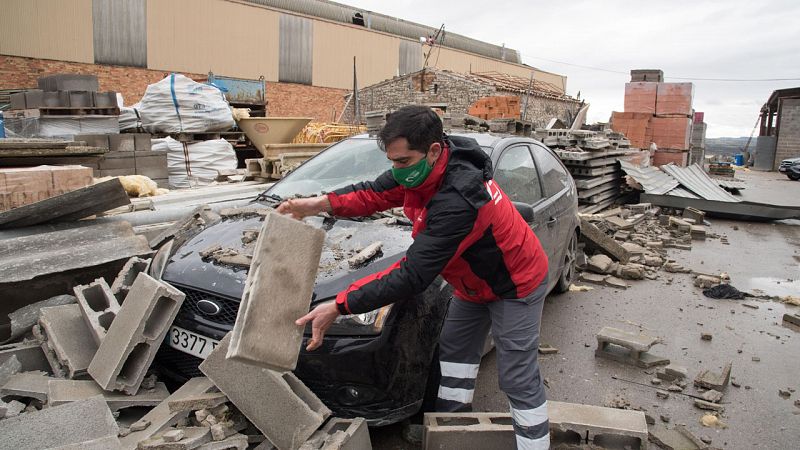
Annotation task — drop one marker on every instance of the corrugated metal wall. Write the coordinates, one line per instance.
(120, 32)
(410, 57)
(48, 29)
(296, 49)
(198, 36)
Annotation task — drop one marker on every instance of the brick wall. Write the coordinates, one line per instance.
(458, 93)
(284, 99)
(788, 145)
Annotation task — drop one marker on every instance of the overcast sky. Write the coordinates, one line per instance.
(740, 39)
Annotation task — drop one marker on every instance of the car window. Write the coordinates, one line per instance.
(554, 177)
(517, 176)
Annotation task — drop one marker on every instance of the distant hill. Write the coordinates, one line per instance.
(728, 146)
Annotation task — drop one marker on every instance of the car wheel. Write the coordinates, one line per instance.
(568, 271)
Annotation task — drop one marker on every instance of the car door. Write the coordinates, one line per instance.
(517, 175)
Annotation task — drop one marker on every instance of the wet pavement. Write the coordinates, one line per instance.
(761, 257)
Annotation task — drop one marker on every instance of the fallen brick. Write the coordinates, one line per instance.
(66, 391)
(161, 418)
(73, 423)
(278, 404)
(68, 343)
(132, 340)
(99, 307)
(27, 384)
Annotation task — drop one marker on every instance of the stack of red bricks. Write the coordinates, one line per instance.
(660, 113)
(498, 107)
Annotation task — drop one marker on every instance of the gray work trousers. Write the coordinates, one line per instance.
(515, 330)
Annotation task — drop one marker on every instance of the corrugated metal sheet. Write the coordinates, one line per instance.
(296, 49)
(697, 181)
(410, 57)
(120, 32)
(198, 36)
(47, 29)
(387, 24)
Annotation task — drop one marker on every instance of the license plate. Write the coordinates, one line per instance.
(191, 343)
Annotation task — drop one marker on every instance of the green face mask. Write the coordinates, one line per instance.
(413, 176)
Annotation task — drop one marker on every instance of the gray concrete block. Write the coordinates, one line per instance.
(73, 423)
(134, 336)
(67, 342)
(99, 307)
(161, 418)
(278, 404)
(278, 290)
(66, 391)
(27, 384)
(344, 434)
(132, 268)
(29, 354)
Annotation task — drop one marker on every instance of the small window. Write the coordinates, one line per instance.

§

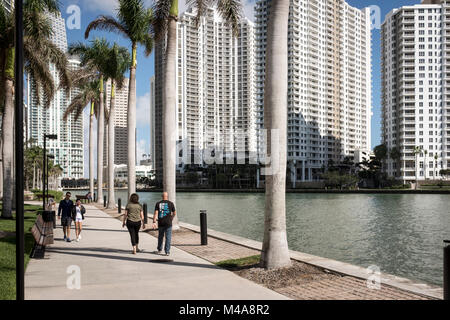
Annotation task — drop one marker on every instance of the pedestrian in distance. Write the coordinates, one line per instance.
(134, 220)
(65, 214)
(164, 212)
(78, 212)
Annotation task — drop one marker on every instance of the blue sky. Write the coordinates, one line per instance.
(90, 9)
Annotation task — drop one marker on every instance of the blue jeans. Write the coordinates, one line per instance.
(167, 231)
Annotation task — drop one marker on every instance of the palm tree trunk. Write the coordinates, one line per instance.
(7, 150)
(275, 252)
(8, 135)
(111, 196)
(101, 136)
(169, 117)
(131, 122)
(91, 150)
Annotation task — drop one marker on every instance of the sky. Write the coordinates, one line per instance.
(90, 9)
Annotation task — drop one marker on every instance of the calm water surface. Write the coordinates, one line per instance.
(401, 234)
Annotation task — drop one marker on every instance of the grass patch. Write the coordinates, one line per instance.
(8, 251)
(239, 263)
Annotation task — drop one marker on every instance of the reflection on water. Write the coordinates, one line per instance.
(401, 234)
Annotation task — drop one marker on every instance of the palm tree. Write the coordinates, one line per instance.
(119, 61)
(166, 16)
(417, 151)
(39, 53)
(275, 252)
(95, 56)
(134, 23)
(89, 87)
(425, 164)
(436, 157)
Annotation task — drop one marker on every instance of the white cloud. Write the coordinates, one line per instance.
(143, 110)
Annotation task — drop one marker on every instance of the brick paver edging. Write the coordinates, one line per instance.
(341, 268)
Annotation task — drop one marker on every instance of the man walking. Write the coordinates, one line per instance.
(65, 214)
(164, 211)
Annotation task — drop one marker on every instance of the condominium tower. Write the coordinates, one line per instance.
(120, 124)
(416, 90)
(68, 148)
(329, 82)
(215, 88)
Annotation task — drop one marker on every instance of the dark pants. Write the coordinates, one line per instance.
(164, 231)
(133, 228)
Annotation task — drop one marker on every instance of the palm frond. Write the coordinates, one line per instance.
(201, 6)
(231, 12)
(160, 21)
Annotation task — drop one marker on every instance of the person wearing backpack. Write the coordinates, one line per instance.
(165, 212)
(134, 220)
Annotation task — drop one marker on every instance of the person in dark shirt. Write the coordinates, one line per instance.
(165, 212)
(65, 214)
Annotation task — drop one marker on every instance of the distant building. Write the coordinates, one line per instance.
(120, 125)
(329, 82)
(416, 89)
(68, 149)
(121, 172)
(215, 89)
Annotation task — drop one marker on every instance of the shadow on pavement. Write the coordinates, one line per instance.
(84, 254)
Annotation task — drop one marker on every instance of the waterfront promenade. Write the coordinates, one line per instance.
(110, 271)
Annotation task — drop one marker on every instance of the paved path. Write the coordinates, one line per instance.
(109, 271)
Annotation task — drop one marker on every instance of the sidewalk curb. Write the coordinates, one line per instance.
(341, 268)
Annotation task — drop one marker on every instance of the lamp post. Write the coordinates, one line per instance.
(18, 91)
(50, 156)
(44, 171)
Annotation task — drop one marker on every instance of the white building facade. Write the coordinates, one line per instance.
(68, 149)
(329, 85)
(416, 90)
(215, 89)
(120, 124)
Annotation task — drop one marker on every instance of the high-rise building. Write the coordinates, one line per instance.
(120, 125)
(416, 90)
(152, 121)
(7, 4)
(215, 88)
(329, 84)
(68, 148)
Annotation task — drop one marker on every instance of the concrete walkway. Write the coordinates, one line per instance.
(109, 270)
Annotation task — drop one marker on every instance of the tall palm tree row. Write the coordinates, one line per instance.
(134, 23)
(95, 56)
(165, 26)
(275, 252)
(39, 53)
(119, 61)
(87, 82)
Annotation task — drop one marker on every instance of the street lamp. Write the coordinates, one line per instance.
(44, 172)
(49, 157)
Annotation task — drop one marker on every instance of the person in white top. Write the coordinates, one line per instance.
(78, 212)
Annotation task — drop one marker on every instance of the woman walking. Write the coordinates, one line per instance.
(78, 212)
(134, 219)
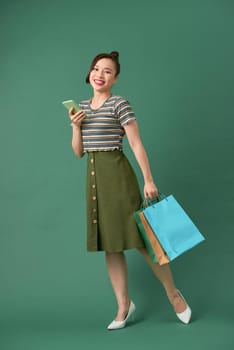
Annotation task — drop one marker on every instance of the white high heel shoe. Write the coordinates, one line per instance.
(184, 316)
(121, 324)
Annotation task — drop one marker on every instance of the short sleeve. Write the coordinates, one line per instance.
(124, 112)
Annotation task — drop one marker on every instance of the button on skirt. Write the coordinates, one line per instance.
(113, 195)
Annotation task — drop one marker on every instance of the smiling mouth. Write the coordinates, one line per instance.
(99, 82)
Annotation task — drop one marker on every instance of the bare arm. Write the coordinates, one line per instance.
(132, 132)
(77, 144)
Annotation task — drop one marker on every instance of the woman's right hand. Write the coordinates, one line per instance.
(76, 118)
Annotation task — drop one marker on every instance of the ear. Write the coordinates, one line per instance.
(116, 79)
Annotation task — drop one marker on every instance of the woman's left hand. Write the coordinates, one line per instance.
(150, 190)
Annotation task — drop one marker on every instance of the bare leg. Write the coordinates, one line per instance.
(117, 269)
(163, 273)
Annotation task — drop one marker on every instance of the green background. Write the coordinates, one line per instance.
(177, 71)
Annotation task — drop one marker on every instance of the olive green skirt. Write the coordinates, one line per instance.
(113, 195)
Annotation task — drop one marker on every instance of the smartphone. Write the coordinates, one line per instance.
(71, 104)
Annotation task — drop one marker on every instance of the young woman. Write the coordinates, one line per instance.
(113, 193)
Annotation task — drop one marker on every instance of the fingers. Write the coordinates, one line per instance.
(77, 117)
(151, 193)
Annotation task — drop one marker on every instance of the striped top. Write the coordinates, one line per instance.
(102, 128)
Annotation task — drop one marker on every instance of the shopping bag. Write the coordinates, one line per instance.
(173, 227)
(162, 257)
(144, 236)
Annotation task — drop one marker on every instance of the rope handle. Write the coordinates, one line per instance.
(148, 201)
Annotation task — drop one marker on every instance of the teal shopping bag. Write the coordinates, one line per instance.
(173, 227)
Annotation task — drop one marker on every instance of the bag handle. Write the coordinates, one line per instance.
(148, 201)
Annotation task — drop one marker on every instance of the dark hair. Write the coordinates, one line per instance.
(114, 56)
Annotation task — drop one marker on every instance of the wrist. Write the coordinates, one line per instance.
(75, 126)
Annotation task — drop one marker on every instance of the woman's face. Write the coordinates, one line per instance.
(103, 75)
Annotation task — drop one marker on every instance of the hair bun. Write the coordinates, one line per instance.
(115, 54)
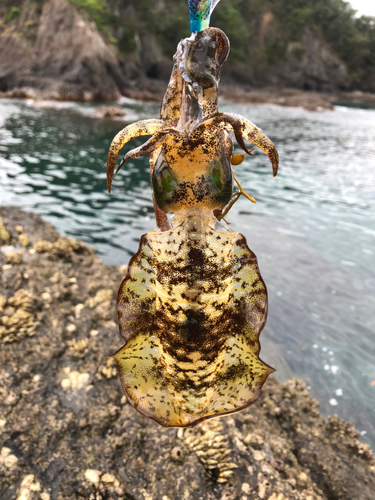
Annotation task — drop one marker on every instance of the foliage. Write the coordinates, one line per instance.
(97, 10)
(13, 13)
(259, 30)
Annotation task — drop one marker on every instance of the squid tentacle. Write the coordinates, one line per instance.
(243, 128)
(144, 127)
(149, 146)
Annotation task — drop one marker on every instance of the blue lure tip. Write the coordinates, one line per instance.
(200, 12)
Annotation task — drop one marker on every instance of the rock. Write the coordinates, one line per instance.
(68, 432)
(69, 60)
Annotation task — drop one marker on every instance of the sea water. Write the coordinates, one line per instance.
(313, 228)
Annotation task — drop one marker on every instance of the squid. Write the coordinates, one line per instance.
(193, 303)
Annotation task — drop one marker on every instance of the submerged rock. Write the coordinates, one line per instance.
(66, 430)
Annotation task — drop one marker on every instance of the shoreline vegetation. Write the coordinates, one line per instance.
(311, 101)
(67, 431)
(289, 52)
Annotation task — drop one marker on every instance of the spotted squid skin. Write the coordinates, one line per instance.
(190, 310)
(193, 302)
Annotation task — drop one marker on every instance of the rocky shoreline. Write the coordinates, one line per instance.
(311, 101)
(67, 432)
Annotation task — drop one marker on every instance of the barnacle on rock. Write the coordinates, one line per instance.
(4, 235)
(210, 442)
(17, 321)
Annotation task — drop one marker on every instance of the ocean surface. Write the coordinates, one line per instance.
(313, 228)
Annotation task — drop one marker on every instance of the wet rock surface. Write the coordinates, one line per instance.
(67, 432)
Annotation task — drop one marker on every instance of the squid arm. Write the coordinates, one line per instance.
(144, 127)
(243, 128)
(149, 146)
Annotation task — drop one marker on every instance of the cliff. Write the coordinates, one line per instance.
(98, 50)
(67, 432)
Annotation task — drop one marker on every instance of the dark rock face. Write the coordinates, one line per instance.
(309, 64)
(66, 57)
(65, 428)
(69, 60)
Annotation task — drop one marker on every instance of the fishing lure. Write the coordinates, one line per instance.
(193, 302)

§

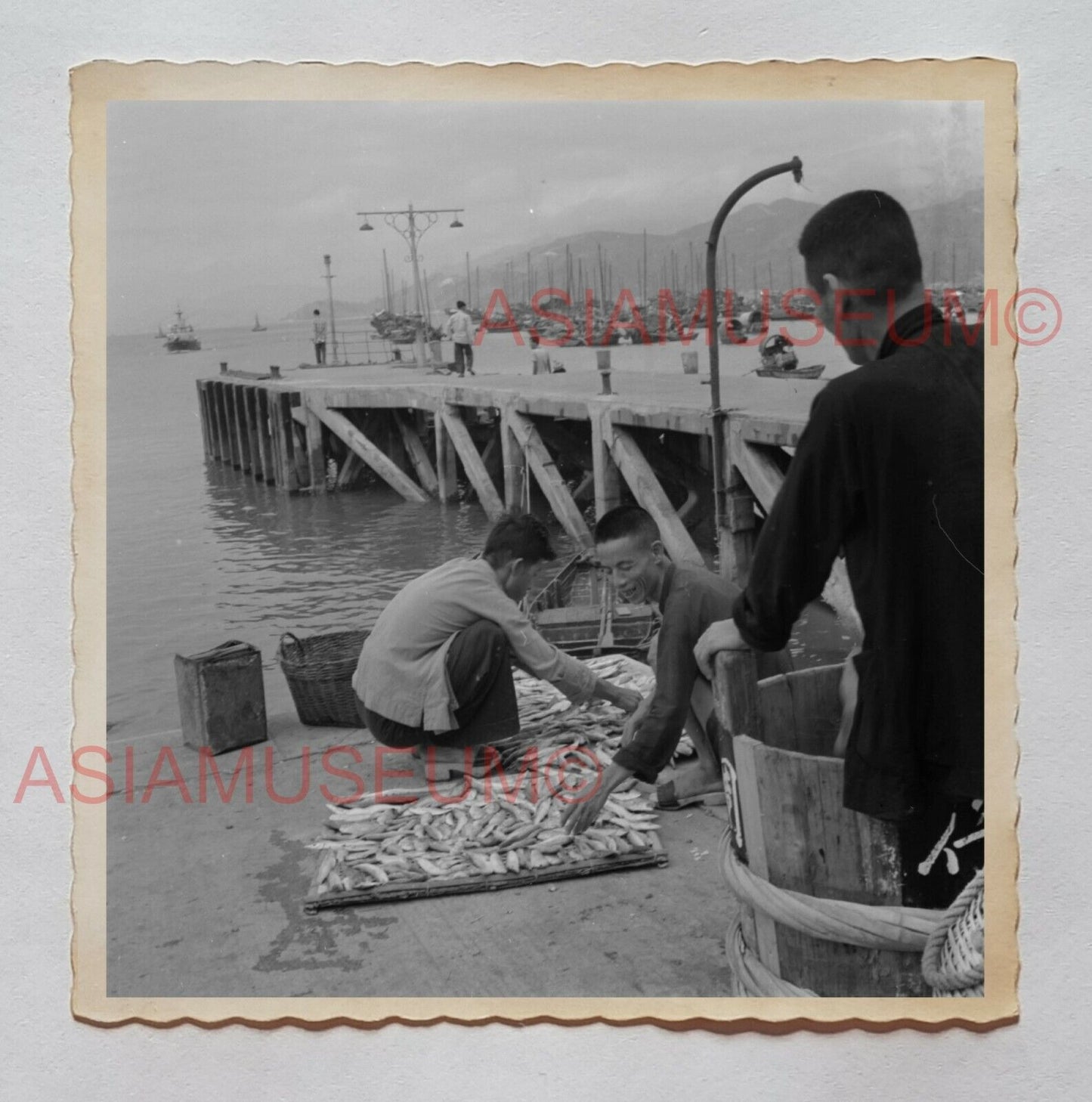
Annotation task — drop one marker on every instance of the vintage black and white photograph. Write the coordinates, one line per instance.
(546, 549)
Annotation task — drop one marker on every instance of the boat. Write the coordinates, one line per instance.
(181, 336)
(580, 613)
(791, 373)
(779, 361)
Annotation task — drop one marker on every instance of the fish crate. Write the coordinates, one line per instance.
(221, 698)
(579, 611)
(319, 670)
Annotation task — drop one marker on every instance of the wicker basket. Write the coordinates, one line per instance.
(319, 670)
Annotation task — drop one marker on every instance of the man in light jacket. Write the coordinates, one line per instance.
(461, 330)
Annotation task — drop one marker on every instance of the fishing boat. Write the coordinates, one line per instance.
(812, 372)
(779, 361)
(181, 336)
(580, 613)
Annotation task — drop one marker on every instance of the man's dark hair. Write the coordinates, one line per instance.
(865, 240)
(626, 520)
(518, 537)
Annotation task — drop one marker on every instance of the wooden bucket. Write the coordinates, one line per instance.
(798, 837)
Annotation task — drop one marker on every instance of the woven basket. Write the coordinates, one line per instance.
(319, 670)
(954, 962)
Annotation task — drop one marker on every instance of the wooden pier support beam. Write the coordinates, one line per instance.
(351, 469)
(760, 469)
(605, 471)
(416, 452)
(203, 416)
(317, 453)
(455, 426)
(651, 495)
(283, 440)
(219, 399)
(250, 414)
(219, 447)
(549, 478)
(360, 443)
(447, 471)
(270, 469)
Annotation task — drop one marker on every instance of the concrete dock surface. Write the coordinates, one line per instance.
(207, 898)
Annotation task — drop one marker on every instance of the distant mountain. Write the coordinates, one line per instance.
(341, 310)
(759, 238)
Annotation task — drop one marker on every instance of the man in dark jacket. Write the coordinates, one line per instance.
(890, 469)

§

** Description of the task **
Extract every line from the rows above that contains the string "dark", treating uppercase and lowercase as distinct.

** Correct output **
Annotation task — drop one marker on every instance of the dark pants. Write the coordinates, one line per instance.
Annotation task — drop one marker on every instance of the person in dark shirt. Write the coordinates, one line per instance.
Annotation task — drop one marker on every instance of the dark hair. Write the coordinates, one line per instance.
Annotation task — drop one marker on every instance of the dark rock face. Write the coordinates, one line per instance.
Annotation task — drop one marker on every instance of the man's dark hair. Write the coordinates, one line per instance.
Annotation task — drop one marker on every instance of the man in dark jacket. Write the coordinates, one line per instance.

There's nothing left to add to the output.